── BLOQUE DE TEXTO
21.11.18

Una semana en el fin del mundo

Me mandaron una semana al Faro Les Éclaireurs, el del fin del mundo.
A cuidar el agua, si, una locura.
Es mi primer día acá.
Los pingüinos son muy simpáticos, pero a las cuatro horas de mirarlos hacer cosas graciosas que ellos no saben que son graciosas, ya me aburrí.

De un momento a otro va a anochecer y será mi primera noche acá.
Me está dando entre ansiedad y desesperación.
Me quedan seis días de esto.
Traje un libro pero lo tengo que dosificar porque a este ritmo me lo termino mañana junto con el desayuno.

Se hace de noche y los pinguinos duermen.
Algunos roncan, o pareciera que roncan.

En este montículo de piedras me siento más encerrada que nunca
quiero salir pero no sé a donde, si ya estoy afuera.
Hace un frio de cagarse, aunque cueste mucho cagar con frío, así decimos.
Todo lo que me era indispensable hasta hace unas horas, ahora no me sirve: las monedas, los billetes, el seguro médico.
Ni los ojos me sirven ya. La luz es toda una, el agua negra parece gelatina de tanto mirarla. Y el único contraluz que existe, lo tengo que buscar yo, anteponiendo el faro al sol, o mirando de cerca un pingüino.
Empiezo a pensar en los colores que no voy a ver en este tiempo, y me empiezan a hacer falta. Nada de violeta, amarillo, naranja. Todo rojo, negro y marrón.

Quiero ir a un lugar donde pueda hablar con alguien, donde sienta que puedo caminar y no hay fin, que esté seco.

Me saco el zapato, la media, me arremango un poco el pantalón y, con la pausa y los labios mordidos de un niño que sabe que meter los dedos en el enchufe está mal, meto los dedos del pie en el agua que quedó estancada en un grupito de piedras..

Ese será el contacto más cercano que tenga con la libertad durante esta semana.
────
── INFORMACIÓN
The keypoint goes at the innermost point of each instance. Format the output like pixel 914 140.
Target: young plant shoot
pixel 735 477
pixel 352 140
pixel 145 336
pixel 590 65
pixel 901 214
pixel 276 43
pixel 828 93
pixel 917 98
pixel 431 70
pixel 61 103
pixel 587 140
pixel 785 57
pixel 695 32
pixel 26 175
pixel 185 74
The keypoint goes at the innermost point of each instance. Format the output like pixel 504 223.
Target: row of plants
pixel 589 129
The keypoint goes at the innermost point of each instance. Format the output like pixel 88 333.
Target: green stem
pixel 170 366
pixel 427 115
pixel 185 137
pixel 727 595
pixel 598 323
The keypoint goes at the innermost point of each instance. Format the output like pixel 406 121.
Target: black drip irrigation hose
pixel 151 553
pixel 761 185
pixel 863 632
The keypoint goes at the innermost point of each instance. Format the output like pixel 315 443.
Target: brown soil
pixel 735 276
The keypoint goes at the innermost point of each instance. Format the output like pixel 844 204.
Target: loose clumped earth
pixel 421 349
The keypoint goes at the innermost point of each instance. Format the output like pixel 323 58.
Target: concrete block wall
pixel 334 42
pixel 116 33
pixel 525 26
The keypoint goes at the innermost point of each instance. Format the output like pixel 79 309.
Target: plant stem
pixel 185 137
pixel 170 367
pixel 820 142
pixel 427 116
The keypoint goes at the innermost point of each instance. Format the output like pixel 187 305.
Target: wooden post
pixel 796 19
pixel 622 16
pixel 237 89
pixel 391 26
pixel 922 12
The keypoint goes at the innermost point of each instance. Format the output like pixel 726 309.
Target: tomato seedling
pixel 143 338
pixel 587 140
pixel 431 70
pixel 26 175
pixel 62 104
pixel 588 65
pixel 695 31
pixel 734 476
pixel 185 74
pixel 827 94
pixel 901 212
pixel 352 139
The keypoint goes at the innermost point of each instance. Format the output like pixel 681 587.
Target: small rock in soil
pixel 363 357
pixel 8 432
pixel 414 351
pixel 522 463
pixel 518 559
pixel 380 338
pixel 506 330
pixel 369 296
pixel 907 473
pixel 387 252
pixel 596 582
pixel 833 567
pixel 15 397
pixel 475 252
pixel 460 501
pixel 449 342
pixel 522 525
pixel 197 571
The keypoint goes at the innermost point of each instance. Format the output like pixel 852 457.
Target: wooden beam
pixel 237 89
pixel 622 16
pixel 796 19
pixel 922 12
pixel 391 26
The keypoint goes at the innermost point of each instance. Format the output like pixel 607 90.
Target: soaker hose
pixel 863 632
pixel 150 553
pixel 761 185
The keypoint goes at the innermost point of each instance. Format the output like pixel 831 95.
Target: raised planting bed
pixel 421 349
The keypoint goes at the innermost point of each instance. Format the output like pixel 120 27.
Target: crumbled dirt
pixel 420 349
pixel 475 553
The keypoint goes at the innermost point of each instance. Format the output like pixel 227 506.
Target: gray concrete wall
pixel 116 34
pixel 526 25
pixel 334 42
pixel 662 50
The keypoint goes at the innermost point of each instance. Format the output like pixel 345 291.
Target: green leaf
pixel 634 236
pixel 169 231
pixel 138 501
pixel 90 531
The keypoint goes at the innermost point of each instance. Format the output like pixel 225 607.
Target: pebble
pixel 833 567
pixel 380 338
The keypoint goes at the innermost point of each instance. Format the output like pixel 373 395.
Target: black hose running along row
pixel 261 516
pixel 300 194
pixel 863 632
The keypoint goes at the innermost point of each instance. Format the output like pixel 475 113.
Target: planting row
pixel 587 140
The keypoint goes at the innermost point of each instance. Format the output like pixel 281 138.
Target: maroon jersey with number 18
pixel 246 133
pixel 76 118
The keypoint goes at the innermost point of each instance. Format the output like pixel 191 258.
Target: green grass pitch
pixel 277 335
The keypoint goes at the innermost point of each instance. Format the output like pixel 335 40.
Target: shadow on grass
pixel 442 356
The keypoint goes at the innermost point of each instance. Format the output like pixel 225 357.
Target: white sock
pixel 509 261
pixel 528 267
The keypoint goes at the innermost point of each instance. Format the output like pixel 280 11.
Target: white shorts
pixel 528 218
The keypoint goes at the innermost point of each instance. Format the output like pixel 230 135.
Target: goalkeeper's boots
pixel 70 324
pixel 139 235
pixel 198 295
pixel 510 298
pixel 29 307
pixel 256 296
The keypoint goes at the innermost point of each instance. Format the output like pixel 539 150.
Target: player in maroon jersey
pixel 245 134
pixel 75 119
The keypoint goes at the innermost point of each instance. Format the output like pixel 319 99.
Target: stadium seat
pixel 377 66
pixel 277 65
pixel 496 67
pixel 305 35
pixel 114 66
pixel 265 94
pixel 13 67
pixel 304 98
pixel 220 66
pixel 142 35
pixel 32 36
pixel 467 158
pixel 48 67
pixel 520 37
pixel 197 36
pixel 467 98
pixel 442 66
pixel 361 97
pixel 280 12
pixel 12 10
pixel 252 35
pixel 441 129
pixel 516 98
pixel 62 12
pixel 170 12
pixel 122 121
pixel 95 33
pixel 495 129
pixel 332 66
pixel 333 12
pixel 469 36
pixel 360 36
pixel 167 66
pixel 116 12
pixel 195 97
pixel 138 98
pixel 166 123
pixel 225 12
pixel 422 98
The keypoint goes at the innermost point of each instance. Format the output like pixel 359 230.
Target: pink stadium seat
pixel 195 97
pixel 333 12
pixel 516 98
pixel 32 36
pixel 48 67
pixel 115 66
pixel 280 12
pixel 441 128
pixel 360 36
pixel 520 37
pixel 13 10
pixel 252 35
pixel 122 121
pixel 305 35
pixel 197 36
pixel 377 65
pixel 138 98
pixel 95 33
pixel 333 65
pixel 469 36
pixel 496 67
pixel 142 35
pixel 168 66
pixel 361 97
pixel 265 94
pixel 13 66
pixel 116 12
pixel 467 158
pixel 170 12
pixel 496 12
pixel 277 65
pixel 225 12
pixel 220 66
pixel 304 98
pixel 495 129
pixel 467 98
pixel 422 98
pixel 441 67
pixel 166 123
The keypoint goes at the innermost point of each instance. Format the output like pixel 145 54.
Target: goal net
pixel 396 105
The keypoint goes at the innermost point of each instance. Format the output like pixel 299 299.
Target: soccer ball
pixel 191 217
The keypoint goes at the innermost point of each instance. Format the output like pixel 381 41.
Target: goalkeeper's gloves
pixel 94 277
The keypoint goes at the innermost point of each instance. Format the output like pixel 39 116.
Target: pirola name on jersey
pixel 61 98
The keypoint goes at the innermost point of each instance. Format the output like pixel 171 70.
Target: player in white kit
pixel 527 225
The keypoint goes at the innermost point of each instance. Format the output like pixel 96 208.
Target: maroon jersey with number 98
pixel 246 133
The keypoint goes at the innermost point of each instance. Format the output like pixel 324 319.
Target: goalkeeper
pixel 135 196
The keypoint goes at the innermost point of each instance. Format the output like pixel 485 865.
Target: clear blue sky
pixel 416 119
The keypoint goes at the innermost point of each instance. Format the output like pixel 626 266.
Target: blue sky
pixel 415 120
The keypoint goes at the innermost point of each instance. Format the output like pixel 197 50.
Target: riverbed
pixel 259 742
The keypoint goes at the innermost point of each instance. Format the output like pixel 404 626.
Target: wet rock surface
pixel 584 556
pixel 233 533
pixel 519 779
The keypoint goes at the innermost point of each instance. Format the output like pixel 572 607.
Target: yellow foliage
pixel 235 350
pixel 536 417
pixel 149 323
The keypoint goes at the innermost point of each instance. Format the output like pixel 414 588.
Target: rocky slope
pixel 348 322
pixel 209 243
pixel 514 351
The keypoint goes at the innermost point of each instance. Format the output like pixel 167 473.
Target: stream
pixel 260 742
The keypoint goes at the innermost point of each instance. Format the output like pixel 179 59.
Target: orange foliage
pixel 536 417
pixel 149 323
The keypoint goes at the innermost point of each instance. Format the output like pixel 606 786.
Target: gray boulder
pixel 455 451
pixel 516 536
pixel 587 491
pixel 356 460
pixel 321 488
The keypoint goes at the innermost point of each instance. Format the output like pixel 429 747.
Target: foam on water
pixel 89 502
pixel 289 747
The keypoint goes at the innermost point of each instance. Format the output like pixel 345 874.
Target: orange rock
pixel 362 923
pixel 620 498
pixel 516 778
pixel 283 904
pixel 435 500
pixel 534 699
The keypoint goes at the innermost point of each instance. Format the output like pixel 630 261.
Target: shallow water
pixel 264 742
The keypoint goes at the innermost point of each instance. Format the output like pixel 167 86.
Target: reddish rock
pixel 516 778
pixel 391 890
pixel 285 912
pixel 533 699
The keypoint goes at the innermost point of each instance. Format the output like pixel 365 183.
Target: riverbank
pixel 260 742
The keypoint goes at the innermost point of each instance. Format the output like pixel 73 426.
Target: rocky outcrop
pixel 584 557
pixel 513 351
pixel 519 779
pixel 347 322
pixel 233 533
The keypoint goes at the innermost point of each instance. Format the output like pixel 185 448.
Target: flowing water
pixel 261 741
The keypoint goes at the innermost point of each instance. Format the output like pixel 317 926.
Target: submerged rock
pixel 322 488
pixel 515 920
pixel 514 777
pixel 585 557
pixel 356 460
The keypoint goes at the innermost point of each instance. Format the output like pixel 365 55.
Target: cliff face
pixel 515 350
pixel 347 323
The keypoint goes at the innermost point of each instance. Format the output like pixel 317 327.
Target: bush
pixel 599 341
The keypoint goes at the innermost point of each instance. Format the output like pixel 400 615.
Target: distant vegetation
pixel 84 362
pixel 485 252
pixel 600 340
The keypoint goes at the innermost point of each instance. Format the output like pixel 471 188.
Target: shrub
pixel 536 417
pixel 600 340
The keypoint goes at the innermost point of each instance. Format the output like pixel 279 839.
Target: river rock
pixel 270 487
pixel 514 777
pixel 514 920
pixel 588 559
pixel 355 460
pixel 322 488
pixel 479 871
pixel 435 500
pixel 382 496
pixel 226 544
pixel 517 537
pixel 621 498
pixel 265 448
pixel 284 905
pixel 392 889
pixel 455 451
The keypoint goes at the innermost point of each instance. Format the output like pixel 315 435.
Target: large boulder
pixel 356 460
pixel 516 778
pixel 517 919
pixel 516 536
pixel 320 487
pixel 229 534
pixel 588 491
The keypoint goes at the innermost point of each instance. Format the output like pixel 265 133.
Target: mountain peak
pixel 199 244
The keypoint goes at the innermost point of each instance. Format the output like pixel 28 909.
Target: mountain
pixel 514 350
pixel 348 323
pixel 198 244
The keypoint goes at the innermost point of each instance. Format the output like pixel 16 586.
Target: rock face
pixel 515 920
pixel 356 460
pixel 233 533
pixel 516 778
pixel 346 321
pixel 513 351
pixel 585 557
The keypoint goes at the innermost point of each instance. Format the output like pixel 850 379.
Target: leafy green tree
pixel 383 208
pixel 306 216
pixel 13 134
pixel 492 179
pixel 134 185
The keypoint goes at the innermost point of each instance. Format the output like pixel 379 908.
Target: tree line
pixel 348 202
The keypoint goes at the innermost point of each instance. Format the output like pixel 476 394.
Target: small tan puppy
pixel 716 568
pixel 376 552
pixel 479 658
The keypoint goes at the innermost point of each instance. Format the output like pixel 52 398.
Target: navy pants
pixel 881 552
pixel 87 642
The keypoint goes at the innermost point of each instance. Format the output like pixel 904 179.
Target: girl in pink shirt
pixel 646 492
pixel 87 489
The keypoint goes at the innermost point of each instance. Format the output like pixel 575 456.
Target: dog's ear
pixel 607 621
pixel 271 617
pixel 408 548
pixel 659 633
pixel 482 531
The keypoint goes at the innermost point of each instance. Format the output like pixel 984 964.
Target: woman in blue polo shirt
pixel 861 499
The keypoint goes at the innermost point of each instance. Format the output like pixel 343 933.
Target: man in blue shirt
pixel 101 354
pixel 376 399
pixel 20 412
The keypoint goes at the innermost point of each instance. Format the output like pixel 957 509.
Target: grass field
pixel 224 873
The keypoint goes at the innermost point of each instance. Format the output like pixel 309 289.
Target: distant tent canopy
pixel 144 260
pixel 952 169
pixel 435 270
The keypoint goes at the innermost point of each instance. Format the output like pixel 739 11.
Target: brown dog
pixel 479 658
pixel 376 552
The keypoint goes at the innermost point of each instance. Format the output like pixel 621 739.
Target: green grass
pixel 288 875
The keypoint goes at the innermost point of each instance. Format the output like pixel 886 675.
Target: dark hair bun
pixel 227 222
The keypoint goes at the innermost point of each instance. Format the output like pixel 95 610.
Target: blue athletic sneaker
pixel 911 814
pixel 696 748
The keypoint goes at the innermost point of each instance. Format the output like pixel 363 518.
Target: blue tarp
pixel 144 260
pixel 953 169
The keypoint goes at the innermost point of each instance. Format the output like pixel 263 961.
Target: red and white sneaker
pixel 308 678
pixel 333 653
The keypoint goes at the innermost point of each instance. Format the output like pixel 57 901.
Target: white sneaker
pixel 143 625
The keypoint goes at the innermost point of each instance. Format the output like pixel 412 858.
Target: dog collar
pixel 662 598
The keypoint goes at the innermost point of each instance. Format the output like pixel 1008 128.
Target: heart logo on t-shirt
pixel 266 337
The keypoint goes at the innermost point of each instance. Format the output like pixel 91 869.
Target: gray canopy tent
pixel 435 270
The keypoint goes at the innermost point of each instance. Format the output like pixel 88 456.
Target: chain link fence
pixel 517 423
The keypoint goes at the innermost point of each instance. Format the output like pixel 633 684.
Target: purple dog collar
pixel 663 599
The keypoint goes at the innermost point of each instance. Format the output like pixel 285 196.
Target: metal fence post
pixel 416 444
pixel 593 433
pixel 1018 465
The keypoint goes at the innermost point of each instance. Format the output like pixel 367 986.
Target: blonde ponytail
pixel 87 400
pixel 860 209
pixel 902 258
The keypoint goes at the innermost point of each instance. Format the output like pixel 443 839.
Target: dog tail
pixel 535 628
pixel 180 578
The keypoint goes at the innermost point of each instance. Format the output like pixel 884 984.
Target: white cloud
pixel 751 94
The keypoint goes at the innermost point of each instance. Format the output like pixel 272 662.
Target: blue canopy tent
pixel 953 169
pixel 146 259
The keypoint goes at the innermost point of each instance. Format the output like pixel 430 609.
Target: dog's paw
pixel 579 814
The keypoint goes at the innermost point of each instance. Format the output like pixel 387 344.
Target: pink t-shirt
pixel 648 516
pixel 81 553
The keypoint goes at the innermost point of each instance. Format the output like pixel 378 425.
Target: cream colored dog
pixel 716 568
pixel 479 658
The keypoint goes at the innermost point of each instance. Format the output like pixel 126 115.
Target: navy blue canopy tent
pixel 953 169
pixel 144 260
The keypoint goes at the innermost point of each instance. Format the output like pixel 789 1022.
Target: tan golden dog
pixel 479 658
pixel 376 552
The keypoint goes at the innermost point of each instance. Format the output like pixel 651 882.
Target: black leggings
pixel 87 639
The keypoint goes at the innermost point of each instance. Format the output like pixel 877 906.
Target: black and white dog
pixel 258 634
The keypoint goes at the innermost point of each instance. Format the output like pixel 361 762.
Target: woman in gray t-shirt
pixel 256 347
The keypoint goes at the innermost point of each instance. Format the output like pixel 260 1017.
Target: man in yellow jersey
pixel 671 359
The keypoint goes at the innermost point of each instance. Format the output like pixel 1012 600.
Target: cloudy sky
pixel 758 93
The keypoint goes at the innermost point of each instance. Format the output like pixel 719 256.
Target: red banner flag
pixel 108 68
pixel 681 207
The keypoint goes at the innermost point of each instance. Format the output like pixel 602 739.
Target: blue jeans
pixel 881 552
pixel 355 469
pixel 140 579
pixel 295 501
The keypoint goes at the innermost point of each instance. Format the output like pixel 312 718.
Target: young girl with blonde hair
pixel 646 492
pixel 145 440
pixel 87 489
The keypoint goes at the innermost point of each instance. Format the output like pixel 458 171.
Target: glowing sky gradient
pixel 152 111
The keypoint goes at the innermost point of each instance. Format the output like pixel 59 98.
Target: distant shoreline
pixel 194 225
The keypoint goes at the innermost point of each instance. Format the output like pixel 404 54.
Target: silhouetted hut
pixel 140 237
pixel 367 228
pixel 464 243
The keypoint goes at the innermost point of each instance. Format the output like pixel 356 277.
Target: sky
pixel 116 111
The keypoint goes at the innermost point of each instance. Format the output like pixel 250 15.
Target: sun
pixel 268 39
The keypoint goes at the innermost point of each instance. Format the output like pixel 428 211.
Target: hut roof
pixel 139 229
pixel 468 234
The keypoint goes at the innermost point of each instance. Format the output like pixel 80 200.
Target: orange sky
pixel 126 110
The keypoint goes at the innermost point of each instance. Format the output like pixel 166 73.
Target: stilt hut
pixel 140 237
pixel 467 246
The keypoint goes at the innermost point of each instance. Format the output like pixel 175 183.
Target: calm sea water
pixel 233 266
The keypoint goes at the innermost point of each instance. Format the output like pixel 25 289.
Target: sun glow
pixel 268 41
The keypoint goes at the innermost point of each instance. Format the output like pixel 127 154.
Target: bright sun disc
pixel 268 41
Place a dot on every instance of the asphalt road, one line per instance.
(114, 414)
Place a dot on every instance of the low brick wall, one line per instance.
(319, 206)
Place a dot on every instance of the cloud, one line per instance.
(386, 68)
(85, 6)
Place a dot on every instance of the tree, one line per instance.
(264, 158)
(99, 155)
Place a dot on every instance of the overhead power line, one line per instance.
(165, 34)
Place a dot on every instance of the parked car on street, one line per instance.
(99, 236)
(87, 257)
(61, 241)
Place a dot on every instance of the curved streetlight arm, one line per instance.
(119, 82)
────
▶ OBJETIVO DE LA TAREA
Según el texto sobre la semana en el fin del mundo, ¿a qué faro mandaron a quien escribe? Indícalo, por favor, en una frase.

▶ RESPUESTA AL PROBLEMA
Al Faro Les Éclaireurs, el del fin del mundo.